## Material for this task
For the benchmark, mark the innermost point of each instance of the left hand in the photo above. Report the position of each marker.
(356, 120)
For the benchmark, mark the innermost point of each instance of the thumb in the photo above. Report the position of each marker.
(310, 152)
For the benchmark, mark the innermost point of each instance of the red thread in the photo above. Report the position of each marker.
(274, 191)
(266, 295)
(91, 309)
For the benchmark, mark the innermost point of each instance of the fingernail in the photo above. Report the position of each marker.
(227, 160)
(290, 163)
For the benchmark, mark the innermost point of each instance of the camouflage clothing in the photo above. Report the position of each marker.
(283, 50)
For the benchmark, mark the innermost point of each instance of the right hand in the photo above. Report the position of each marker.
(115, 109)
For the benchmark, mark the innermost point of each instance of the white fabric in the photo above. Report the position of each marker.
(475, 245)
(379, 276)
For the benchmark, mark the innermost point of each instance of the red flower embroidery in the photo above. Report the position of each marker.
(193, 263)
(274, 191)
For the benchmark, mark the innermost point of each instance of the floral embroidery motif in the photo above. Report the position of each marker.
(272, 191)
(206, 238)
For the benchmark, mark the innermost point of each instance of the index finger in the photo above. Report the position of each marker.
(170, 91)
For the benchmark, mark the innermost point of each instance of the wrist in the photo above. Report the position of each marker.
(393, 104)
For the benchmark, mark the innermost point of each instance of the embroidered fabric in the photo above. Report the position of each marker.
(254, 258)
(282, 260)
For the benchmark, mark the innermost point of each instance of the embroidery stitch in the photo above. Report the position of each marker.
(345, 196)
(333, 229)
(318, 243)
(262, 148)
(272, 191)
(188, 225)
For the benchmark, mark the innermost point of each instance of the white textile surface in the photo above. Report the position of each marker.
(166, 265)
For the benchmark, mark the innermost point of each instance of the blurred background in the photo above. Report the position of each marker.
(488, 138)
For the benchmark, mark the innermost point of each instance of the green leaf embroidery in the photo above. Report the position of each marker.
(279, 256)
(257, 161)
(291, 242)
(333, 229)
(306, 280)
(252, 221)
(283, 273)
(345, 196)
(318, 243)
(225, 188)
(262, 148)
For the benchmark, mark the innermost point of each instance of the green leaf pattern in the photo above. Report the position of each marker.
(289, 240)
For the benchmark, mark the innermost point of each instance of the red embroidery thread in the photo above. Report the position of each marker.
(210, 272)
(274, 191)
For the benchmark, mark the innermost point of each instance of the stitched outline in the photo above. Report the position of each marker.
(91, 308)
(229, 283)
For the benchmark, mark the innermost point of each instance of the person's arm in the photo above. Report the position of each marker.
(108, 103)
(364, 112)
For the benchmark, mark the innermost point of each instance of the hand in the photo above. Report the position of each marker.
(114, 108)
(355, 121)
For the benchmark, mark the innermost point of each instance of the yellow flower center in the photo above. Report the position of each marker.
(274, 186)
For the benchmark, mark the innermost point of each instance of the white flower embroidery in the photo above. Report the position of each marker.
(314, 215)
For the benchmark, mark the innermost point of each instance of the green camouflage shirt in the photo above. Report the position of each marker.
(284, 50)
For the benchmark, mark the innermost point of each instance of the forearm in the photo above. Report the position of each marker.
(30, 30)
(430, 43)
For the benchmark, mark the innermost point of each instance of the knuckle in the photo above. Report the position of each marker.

## Set problem
Please copy out the listing above word for word, from its first line through its last.

## Answer to this task
For the benchmark, mark the innermost point of each instance of the left hand in the photo above. Report the position of each marker.
(356, 120)
For the benchmark, mark the innermost point of each instance of the thumb in the photo above. Report the position of each marker.
(310, 152)
For the benchmark, mark the innermost point of each instance of the red thread in the photo above. Report the position of each marker.
(274, 191)
(266, 295)
(91, 309)
For the benchmark, mark the innermost point of each instance of the fingernail in the photo above. Report the position of each marker.
(227, 160)
(290, 163)
For the benchmark, mark the innermost point of each instance of the camouflage clothing in the photo above. Report the position of each marker.
(283, 50)
For the benchmark, mark the innermost point of each instance of the right hand in the photo above. Report the position of each marker.
(115, 109)
For the benchmark, mark the innermost point of each instance of the white fabric in the photo above. Report the position of each marker.
(475, 245)
(379, 276)
For the benchmark, mark the innermost point of each instance of the red flower embroidery in the photo above. Report the position of each marker.
(193, 263)
(274, 191)
For the benchmark, mark the innermost point of each instance of the floral embroidery motif in the photo above. Report the position of each marker.
(272, 191)
(206, 238)
For the benchmark, mark the innermost point of each instance of the index finger in the photo above. Report the position of each marker.
(170, 91)
For the benchmark, mark the innermost point of each instance of the wrist in the photo above. Report the position of each marker.
(393, 104)
For the benchmark, mark the innermost point of each instance of the embroidered fabric in the photo above. Report the position of each marker.
(254, 258)
(282, 260)
For the benchmark, mark the innermost point of each instance of the embroidery stitch in the photo above. Report the position of each marker.
(345, 196)
(333, 229)
(318, 243)
(262, 148)
(272, 191)
(188, 225)
For the benchmark, mark the innermost point of each instance of the white textile surface in the photo above. Report the position of each marker.
(166, 265)
For the benchmark, mark the innermost point of each instance of the blurred background in the photo above. Report the position of each marker.
(488, 138)
For the benchmark, mark the innermost point of each instance of the green leaf embroidery in the photo above. Report the position of each marker.
(279, 256)
(257, 161)
(291, 242)
(333, 229)
(306, 280)
(252, 221)
(283, 273)
(345, 196)
(318, 243)
(225, 188)
(262, 148)
For the benchmark, mark the innermost point of each instance of the green leaf pattern in the photo above. Report the position of each marker.
(289, 240)
For the benchmark, mark the innermost point of each instance of the red embroidery thread in the photo above. Report the position of each marker.
(210, 272)
(274, 191)
For the benchmark, mark the innermost point of each instance of the stitched outline in the photo above. Report the position of each marker.
(91, 308)
(229, 283)
For the benchmark, mark the innermost point of each instance of the person's arm in the photo above. Report the position of each marker.
(108, 103)
(364, 112)
For the benchmark, mark the innermost point of each instance of the hand in the photo above. Report the position of each marker.
(114, 108)
(355, 121)
For the benchmark, mark the innermost point of each instance of the yellow flower center in the photo above. Report the position of each marker.
(274, 186)
For the benchmark, mark the innermost point of each instance of the white flower embroidery in the photo above. Report the position of each marker.
(314, 215)
For the benchmark, mark the innermost point of each instance of the green camouflage shirt in the photo above. Report the position of each marker.
(284, 50)
For the benchmark, mark the innermost point of each instance of the forearm in the photo above. Report the position of each marker.
(30, 30)
(430, 43)
For the benchmark, mark the innermost point of each instance of the knuckle in the photo above. Report the position of each marker.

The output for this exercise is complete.